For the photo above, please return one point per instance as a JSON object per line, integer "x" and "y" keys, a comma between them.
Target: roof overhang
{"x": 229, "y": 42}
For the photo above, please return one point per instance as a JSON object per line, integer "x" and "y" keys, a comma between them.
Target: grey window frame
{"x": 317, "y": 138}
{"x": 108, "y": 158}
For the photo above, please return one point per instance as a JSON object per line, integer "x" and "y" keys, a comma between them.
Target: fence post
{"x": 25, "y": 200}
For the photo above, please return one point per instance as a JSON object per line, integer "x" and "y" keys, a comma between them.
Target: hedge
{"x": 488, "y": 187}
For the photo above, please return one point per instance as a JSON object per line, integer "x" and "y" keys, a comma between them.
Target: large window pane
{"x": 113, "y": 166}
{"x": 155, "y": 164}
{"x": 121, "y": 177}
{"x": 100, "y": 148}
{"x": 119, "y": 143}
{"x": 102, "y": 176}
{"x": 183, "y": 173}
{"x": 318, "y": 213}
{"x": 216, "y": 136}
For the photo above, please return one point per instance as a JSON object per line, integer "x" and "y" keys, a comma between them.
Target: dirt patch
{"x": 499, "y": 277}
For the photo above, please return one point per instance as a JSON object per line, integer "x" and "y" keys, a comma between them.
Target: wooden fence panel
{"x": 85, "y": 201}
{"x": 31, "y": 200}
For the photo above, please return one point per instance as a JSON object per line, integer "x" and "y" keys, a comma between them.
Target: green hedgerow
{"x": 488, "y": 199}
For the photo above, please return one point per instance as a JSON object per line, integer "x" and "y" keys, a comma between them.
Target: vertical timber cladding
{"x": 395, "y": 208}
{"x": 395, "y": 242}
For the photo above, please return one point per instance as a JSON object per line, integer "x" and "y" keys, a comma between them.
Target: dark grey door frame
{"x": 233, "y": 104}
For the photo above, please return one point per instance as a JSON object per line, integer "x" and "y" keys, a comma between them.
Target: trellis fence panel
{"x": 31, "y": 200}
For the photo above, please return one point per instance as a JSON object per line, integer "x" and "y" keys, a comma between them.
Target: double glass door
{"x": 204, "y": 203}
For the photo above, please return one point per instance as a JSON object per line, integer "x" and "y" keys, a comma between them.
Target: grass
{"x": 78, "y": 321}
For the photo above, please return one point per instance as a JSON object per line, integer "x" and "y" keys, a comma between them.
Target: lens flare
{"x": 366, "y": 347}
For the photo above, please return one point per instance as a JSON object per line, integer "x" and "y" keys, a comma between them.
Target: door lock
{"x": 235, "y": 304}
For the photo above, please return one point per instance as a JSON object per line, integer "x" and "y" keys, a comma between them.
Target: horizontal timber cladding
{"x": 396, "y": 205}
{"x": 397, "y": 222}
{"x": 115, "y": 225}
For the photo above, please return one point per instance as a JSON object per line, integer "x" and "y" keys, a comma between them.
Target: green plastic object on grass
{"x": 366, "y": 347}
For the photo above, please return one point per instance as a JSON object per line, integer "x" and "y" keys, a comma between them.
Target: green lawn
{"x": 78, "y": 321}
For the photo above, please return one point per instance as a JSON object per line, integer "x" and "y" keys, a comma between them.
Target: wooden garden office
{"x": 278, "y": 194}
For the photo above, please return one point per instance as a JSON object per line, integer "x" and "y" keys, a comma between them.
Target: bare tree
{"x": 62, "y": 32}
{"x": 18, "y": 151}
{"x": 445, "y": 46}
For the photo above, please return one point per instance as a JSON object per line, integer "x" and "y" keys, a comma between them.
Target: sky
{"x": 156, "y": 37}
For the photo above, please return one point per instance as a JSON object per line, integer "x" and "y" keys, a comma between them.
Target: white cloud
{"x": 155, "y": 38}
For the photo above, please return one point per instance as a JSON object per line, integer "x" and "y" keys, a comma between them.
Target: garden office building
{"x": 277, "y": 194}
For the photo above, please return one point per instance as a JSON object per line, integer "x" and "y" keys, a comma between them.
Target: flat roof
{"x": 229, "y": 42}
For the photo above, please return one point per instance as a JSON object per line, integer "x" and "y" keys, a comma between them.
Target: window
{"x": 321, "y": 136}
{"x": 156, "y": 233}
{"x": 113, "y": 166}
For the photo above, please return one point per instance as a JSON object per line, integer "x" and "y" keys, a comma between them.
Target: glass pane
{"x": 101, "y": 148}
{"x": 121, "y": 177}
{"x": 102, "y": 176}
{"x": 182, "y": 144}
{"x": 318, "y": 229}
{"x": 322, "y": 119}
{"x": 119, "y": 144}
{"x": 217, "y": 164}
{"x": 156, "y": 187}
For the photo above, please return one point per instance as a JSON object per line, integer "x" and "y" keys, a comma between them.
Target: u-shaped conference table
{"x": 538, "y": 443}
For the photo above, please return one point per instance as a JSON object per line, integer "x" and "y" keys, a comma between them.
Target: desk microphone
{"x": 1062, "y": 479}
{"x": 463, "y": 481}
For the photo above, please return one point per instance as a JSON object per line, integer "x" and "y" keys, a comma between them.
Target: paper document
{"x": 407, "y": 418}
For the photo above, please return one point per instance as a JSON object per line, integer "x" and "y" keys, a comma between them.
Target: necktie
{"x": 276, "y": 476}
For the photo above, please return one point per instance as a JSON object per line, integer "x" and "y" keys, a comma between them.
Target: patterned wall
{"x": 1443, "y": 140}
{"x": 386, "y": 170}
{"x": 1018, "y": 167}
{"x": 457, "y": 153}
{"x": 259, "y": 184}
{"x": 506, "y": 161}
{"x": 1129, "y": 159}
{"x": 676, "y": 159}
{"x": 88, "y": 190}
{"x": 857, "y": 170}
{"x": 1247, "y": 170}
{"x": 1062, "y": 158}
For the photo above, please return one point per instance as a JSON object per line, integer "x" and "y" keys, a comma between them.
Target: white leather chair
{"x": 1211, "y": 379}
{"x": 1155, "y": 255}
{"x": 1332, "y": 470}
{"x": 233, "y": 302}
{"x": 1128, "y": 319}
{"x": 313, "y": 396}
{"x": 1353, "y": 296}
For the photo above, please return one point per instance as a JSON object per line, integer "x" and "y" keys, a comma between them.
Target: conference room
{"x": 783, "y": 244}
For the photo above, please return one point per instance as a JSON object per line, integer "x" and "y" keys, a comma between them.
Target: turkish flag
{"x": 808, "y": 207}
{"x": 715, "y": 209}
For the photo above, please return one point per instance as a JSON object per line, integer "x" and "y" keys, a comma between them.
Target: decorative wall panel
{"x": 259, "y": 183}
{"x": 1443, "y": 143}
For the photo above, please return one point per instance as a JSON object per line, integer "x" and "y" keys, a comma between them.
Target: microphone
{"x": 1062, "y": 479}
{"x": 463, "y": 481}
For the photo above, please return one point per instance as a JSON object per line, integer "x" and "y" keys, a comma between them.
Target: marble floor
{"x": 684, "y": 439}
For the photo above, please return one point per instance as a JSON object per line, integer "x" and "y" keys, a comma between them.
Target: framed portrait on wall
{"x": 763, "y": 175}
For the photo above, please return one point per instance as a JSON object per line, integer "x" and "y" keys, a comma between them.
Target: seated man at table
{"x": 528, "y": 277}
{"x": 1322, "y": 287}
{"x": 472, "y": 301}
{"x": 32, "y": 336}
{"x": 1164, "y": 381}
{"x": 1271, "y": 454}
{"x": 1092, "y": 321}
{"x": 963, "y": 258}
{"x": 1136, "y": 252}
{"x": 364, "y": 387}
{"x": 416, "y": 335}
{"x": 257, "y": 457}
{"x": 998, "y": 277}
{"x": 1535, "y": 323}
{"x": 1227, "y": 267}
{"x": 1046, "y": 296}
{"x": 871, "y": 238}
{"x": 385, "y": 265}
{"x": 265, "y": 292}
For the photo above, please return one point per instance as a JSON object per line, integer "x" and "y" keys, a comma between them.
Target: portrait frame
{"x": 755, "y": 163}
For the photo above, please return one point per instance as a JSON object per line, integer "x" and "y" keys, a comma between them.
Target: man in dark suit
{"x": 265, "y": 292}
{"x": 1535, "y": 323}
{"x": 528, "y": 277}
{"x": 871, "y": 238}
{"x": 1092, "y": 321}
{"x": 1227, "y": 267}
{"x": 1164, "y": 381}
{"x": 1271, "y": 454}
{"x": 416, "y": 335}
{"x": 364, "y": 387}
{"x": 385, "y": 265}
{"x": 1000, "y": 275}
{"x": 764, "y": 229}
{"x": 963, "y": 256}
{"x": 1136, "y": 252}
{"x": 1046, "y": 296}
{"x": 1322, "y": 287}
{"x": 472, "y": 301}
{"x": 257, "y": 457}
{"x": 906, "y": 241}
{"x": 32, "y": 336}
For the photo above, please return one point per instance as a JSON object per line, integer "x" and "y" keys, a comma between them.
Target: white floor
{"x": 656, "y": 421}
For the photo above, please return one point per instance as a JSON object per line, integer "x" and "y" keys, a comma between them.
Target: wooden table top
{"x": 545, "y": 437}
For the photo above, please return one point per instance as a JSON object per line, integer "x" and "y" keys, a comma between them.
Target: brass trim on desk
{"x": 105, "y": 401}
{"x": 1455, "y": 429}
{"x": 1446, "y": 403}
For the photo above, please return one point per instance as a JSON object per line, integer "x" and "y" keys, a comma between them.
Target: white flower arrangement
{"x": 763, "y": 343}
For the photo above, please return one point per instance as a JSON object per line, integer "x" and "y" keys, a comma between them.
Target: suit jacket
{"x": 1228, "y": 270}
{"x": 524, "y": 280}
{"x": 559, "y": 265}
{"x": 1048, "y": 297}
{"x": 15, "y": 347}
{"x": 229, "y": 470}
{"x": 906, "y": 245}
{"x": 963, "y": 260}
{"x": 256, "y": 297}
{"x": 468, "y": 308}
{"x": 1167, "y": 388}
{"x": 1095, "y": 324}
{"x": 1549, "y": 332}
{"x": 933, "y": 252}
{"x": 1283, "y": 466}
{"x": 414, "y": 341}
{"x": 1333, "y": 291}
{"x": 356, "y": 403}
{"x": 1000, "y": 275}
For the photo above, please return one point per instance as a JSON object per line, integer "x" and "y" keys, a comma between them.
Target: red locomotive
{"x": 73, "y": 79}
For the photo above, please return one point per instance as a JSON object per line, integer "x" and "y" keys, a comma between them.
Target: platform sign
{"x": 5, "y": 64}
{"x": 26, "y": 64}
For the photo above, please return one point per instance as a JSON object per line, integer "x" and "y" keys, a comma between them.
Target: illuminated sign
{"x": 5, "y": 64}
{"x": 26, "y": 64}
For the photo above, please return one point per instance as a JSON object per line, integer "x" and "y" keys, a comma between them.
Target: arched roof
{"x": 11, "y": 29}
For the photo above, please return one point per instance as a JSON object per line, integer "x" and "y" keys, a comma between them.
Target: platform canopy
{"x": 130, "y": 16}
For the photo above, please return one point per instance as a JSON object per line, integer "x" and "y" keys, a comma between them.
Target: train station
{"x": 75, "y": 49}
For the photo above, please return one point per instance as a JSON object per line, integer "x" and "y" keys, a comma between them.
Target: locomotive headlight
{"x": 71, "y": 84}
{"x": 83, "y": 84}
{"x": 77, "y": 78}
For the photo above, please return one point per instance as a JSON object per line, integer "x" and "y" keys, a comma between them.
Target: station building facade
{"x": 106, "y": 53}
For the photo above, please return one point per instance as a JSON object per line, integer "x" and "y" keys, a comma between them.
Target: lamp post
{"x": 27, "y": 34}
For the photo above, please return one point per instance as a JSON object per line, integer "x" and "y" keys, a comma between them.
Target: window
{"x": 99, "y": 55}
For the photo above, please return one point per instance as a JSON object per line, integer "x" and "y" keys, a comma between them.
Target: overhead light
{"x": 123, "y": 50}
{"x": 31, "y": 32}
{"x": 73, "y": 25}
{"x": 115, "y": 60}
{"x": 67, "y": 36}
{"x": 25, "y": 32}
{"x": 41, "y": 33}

—————

> The problem
Collect every line in the items above that contains the word "floor", and copy each one unchanged.

> Exercise output
Target: marble floor
Target: white floor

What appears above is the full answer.